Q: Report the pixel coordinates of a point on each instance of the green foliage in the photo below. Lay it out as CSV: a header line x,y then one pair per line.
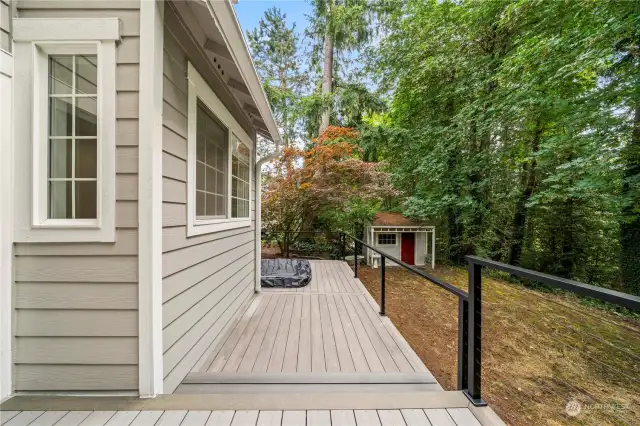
x,y
275,54
511,127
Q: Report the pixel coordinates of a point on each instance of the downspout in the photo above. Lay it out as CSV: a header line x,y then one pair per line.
x,y
258,236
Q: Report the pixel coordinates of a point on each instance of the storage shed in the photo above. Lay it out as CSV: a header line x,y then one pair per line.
x,y
400,237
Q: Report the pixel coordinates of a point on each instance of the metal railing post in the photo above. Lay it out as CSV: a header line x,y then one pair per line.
x,y
463,343
383,287
355,258
474,349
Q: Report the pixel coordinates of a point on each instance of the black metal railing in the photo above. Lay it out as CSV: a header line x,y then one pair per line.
x,y
467,364
470,303
470,307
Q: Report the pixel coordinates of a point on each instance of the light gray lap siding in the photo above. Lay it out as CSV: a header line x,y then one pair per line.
x,y
76,319
206,278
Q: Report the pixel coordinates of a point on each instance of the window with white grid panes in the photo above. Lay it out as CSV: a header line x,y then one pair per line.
x,y
73,137
211,166
240,179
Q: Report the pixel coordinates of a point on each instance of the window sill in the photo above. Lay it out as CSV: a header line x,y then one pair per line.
x,y
68,224
209,228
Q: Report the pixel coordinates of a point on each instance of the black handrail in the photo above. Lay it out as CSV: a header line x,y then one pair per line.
x,y
474,338
470,305
464,356
628,301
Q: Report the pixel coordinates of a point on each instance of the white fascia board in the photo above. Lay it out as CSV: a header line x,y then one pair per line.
x,y
150,359
227,22
61,29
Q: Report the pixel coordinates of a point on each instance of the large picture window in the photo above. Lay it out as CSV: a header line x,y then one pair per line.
x,y
73,133
219,162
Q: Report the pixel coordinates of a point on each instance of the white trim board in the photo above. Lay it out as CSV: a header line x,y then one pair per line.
x,y
200,90
63,29
6,225
227,22
150,199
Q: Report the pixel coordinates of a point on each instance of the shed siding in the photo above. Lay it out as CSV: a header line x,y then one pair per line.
x,y
76,319
396,251
206,278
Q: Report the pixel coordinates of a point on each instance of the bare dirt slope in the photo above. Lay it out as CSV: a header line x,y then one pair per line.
x,y
540,350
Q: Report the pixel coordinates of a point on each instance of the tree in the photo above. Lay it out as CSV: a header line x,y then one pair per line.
x,y
339,26
327,181
511,125
275,53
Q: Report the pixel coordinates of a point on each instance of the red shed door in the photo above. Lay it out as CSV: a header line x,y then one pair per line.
x,y
408,248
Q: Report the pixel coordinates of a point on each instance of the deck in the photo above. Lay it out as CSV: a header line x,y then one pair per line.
x,y
317,355
415,417
332,325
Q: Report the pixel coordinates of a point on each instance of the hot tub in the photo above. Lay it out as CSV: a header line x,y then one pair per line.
x,y
285,273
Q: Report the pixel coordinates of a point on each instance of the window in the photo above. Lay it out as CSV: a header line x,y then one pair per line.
x,y
68,118
211,163
219,162
73,133
386,239
240,187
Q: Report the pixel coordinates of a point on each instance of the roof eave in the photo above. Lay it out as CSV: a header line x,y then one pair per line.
x,y
227,22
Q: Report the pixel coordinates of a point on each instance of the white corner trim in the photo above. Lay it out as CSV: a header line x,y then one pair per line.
x,y
150,365
6,225
227,22
64,29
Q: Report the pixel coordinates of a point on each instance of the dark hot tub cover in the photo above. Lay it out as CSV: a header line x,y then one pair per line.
x,y
288,273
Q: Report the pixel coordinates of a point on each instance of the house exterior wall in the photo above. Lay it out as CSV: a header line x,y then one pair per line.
x,y
75,316
206,278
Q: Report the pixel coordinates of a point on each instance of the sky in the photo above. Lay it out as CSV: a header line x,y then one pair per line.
x,y
250,11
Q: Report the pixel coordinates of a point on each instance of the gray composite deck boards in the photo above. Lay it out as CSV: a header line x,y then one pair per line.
x,y
330,326
417,417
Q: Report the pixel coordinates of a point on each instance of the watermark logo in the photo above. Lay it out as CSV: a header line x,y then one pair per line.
x,y
573,408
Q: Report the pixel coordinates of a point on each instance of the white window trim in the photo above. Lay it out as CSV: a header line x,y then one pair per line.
x,y
386,245
32,224
199,89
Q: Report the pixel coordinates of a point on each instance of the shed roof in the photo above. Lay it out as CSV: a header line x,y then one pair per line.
x,y
392,219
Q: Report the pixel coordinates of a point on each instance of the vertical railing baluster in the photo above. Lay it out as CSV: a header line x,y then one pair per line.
x,y
475,334
463,343
355,258
383,286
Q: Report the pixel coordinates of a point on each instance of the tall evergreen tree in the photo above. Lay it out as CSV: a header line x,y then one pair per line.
x,y
337,28
275,52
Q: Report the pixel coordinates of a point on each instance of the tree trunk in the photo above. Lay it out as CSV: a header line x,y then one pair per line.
x,y
630,226
327,78
528,185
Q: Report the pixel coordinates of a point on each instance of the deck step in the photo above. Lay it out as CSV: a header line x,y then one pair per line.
x,y
308,378
261,401
305,388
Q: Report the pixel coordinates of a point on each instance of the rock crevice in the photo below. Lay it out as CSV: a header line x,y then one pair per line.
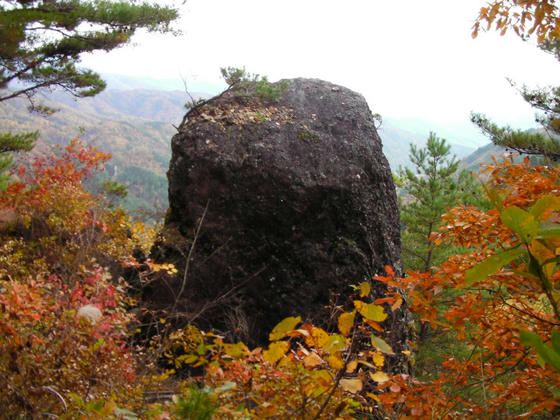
x,y
294,200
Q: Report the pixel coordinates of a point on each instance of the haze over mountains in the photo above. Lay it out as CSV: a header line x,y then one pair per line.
x,y
134,119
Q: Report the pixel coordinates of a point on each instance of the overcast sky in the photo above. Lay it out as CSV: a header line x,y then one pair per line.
x,y
409,58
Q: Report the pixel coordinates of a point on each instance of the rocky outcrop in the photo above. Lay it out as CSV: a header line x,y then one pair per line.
x,y
288,203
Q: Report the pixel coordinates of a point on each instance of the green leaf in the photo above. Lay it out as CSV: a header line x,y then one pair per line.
x,y
545,352
548,231
370,311
521,222
225,387
480,271
381,345
556,340
286,325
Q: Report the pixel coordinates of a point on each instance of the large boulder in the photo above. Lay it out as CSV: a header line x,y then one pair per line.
x,y
278,207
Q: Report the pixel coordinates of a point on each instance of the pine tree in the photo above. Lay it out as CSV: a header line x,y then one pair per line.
x,y
430,190
544,142
41,42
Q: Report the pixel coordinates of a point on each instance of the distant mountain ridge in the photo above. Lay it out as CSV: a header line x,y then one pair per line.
x,y
136,127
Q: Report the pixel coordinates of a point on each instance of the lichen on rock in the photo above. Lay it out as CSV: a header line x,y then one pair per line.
x,y
287,211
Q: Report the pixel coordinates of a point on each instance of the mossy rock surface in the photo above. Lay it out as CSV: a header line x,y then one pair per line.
x,y
288,223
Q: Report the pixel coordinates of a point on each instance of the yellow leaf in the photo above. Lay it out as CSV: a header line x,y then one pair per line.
x,y
322,377
379,376
372,396
335,361
346,322
351,366
312,360
276,351
370,311
365,289
235,351
335,343
319,338
286,325
351,385
378,359
380,344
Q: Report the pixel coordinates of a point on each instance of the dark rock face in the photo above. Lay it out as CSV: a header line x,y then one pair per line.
x,y
294,200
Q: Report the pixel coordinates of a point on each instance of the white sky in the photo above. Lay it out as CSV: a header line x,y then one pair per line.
x,y
409,58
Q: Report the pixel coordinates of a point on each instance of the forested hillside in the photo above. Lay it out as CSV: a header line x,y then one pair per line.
x,y
442,306
135,126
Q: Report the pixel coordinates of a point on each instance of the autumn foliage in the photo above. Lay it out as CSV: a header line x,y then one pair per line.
x,y
54,236
66,327
505,287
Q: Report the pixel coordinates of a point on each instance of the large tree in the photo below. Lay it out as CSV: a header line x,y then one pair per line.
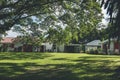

> **Task**: A verbatim copy of all the records, minus the pictures, is the expected answer.

> **Solution below**:
Q: Report the pixel coordinates of a point on each instance of the green foliage in the photo below. Lay it out as CSV: a header line x,y then one pair per line.
x,y
275,54
511,127
Q: Report the pixel coordinates of a point on each instance of the downspout in the photo above. Lay it out as CSV: a header line x,y then one pair per line.
x,y
258,236
Q: Report the pixel coordinates of a point on each instance of the storage shed in the photo above. Lay it out as CSV: a header line x,y then one pair per line.
x,y
400,237
Q: Report the pixel coordinates of a point on each instance of the metal railing post in the photo above. Lay it out as CSV: a header line x,y then one pair per line.
x,y
463,343
383,287
355,258
474,349
Q: Report the pixel coordinates of a point on each instance of the black metal railing in the photo above. Lay it out as CSV: a header line x,y then one pair per line.
x,y
467,364
470,303
470,307
Q: Report the pixel coordinates of a point on each instance of the light gray lap siding in the photo above. Lay it out as CSV: a header line x,y then one pair per line.
x,y
76,319
206,278
Q: Report the pixel coordinates of a point on each instance of the window with white grid panes in the photo above. Lay it out as CSV: a header line x,y then one pair per line.
x,y
73,137
211,166
240,179
Q: Report the pixel coordinates of a point on each instance of the window sill in the photo above. Lay it out as CSV: a header line x,y then one pair per line.
x,y
68,224
209,228
Q: Report the pixel coordinates of a point on each instance of the black handrail in the photo above. Lay it out as CSV: a header line x,y then one pair per line.
x,y
474,338
470,305
464,356
628,301
Q: Report the pixel coordinates of a point on each instance of the white fascia board in the photo above. Lay it out as CSV: a header line x,y then one pair per line.
x,y
150,359
227,22
61,29
Q: Report the pixel coordinates of a point on each instance of the large picture window in the photo above. Lay it out as CSV: a header line x,y then one pair per line.
x,y
73,133
219,162
Q: Report the pixel coordinates of a point on each instance of the white trim board in the photo above. Lay it out as CSV: a header line x,y then one pair per line.
x,y
200,90
63,29
6,225
227,22
150,199
Q: Report the pixel coordinates of a point on each instance of the shed siding in the photo above. Lay it out as CSV: a header line x,y then one pair per line.
x,y
76,319
396,251
206,278
Q: Report the pixel coordinates of a point on each instance of the bare dirt slope in the photo above. Lay it out as CSV: a header line x,y then one pair per line.
x,y
540,350
Q: Report the pixel coordinates of a point on each instance of the tree in the photo above. Lay it out as CSV: a header line x,y then one pair per line.
x,y
339,26
327,181
511,125
275,53
Q: Report the pixel coordinates of a point on each instance of the red shed door in the photo above. Lay it out as CSV: a header line x,y then one pair per line.
x,y
408,248
Q: Report the pixel coordinates of a point on each instance of the deck in the photo above. Lay it out as CSV: a header line x,y then one pair per line.
x,y
317,355
415,417
332,325
Q: Report the pixel coordinates of a point on each instance of the hot tub in the photo above. Lay it out as CSV: a header line x,y then one pair per line.
x,y
285,273
Q: Report the pixel coordinates of a point on each instance of the window in the photo above. Lay it out as CSV: a header line x,y then one pair per line.
x,y
68,118
211,163
219,162
73,133
386,239
240,187
Q: Report the pixel coordinates of a point on each instance of the roof eave in the photo above. Lay it out as CSV: a header line x,y then one pair per line.
x,y
227,22
Q: Report the pixel coordinates of a point on each instance of the white corner trim in the photo above. Lay it out as CSV: a header line x,y then one pair per line.
x,y
150,365
6,225
227,22
64,29
Q: Report the pixel coordinates of a point on each instance of the dark hot tub cover in the photo above. Lay it out as CSV: a header line x,y then one pair per line.
x,y
288,273
Q: Report the pixel coordinates of a point on each instance of the house exterior wall in the photo above. Lay it out as CSV: a header line x,y then one pair per line.
x,y
75,316
206,278
Q: Report the pixel coordinates of a point on each instance of the sky in the photo above. Lay it out as CSV: a header line x,y then one pair per line.
x,y
250,11
Q: Report the pixel coordinates of a point on each instance of the gray composite deck boards in the photo above. Lay it out as CSV: a header line x,y then one pair per line.
x,y
330,326
417,417
Q: Report the pixel coordinates of a point on each instance of the watermark logo in the photo above. Lay it out as CSV: a header line x,y then one pair per line.
x,y
573,408
Q: Report the pixel coordinates of a point on each instance of the white window trim in the photo above. Lay it out as CSV: a header line x,y then one pair per line.
x,y
386,245
32,224
199,89
Q: Report the pixel coordinates of a point on each instance of the shed roof in the photo above. Lay it out as CSV: a header line x,y then one pair per line.
x,y
392,219
Q: Report the pixel coordinates of a point on each instance of the vertical railing baluster in the photo above. Lay it out as CSV: a header line x,y then one pair per line.
x,y
475,334
463,343
355,258
383,286
Q: Report the pixel coordinates of a point on each instance of the tall evergreen tree in the photo above. Lay it out as CSV: a header line x,y then one pair per line.
x,y
337,28
275,52
Q: Report the pixel coordinates of a point on each instance of the tree trunk in the photo above. Lay it out as CSV: a header line x,y then one pair per line.
x,y
630,226
327,78
528,185
Q: Report the pixel coordinates of a point on each instance of the deck step in the photo above. Lay it out as CSV: a header line x,y then one pair per line.
x,y
308,378
261,401
305,388
Q: Report the pixel coordinates of a point on each instance of the rock crevice in the photo below. Lay it out as CSV: a header line x,y then one pair per line.
x,y
294,200
Q: Report the pixel coordinates of a point on each instance of the haze over mountains in the photo above. Lay it out as CSV: a header line x,y then one pair per line.
x,y
134,119
Q: Report the pixel coordinates of a point on each instance of the overcast sky in the photo above. Lay it out as CSV: a header line x,y then one pair per line.
x,y
409,58
Q: Report the pixel coordinates of a point on each instance of the rocky outcrop in the photo above. Lay it out as CSV: a header line x,y then one pair per line.
x,y
288,203
Q: Report the pixel coordinates of a point on each instance of the green leaf in the photo above. Lay it out as CSV: a header line x,y then one pair per line.
x,y
545,352
548,231
370,311
521,222
225,387
480,271
381,345
556,340
286,325
Q: Report the pixel coordinates of a point on each instance of the large boulder in the photo above. Lay it out as CSV: a header line x,y then one pair per line.
x,y
278,207
Q: Report the pixel coordinates of a point on each instance of the pine tree in the photo above. Lay it out as CSV: a header line x,y then one pair per line.
x,y
430,190
544,142
41,42
Q: Report the pixel coordinates of a point on each instance of the distant mountain ridge in the photo above. Lay it out as CSV: a header line x,y then one pair per line.
x,y
136,127
Q: Report the pixel coordinates of a point on each instance of the lichen on rock in the photo above. Lay it out as CSV: a header line x,y then one pair per line.
x,y
287,211
Q: Report the pixel coordinates of a point on each instance of the mossy rock surface in the photo above. Lay it out as CSV: a header line x,y then one pair per line.
x,y
288,223
Q: Report the pixel coordinates of a point on each instance of the yellow leaf in the photo above. Lay it out as CSV: a header line x,y then one pair per line.
x,y
322,377
379,376
372,396
335,361
346,322
351,366
312,360
276,351
370,311
365,289
235,351
335,343
319,338
286,325
351,385
378,359
380,344
Q: Report the pixel coordinates of a point on each instance of the dark rock face in the photo above. Lay it out as CSV: a header line x,y then one pair per line.
x,y
294,200
Q: Report the pixel coordinates of a point on each instance of the white sky in the photo above. Lay it out as CSV: a header line x,y then one pair per line.
x,y
409,58
Q: Report the pixel coordinates of a point on each instance of the forested hillside in the photo above. Lay it out as CSV: a header line x,y then one pair per line.
x,y
442,306
135,126
Q: Report the pixel coordinates of a point on each instance of the autumn foliage in the photo above. Lay it out as CSV: a header line x,y then one pair per line.
x,y
54,236
66,327
505,287
Q: Report the pixel coordinates of a point on each instance of the large tree in the photo below. Lay it out as CSV: a header line x,y then one pair per line.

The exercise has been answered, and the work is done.